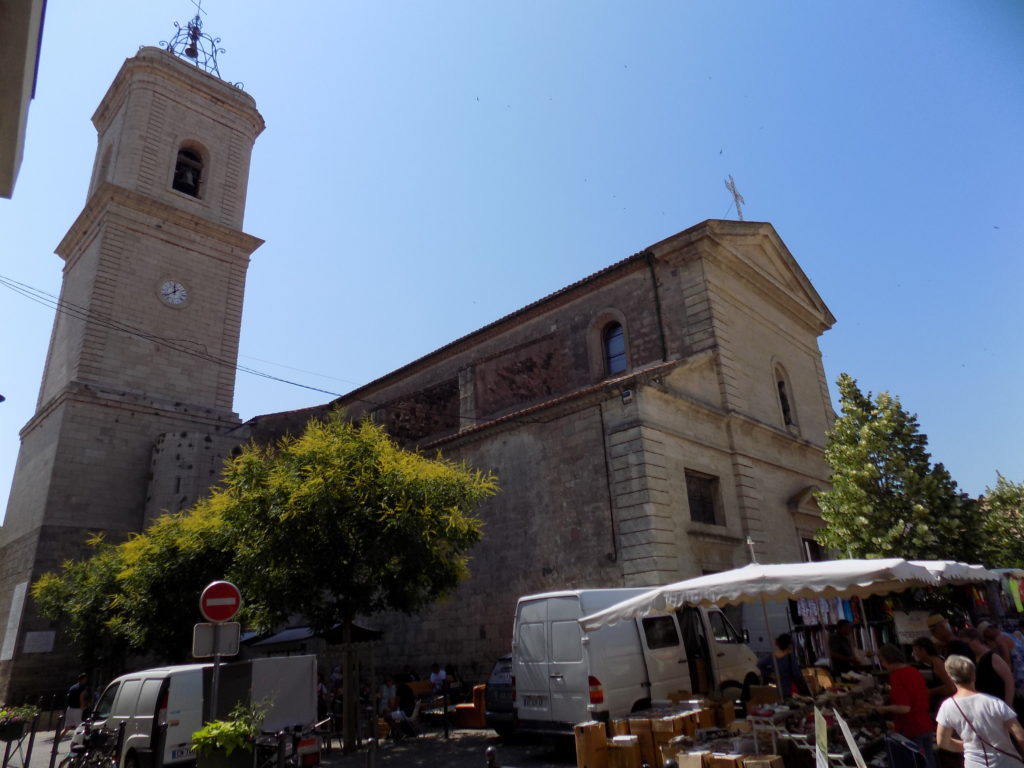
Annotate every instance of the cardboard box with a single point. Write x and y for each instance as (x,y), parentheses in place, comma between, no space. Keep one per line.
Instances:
(727,761)
(671,750)
(693,759)
(690,721)
(763,694)
(592,744)
(624,752)
(641,728)
(725,713)
(619,728)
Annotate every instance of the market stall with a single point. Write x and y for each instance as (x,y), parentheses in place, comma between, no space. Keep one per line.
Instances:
(842,715)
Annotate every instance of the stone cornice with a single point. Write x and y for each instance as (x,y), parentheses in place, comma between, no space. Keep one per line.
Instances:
(169,68)
(723,242)
(80,392)
(109,198)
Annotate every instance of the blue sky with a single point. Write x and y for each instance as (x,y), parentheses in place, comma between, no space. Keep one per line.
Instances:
(429,167)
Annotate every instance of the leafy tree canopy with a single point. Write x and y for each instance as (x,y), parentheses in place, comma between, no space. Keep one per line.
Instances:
(887,499)
(341,521)
(335,523)
(1003,527)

#### [Stated goal]
Repeat the records above word for word, every line of them, leaving out the pictures.

#### [Written answer]
Annotate every instance of the cardboard box with a single point. Write x and y for each instance as (x,y), parentheses in place, comma between, no space. Keep one per line.
Instances:
(727,761)
(671,750)
(693,759)
(690,721)
(763,694)
(592,744)
(624,752)
(641,728)
(725,713)
(619,728)
Annotate every instance of the market stall with a single point. Write x and y for each instance as (x,y), parentheses in place, comma between, no space. Keep one per line.
Instances:
(842,715)
Annotate every instance of the stone cornice with a single point. Write x and y for each instance as (x,y), parentheses in place, comma between, no space. Keep one per line.
Instances:
(169,68)
(723,242)
(80,392)
(109,198)
Annotate every instance of the blue sky with a single point. Write x and y for each instance as (x,y), parentheses in place, comma between, no space. Keep one per line.
Instances:
(429,167)
Annotate every instance of the leafy tree canopy with a single point. Write x and y for each instance as (x,y), parentheses in place, comma between, no space. Keep one per line.
Instances:
(887,499)
(341,521)
(335,523)
(1003,527)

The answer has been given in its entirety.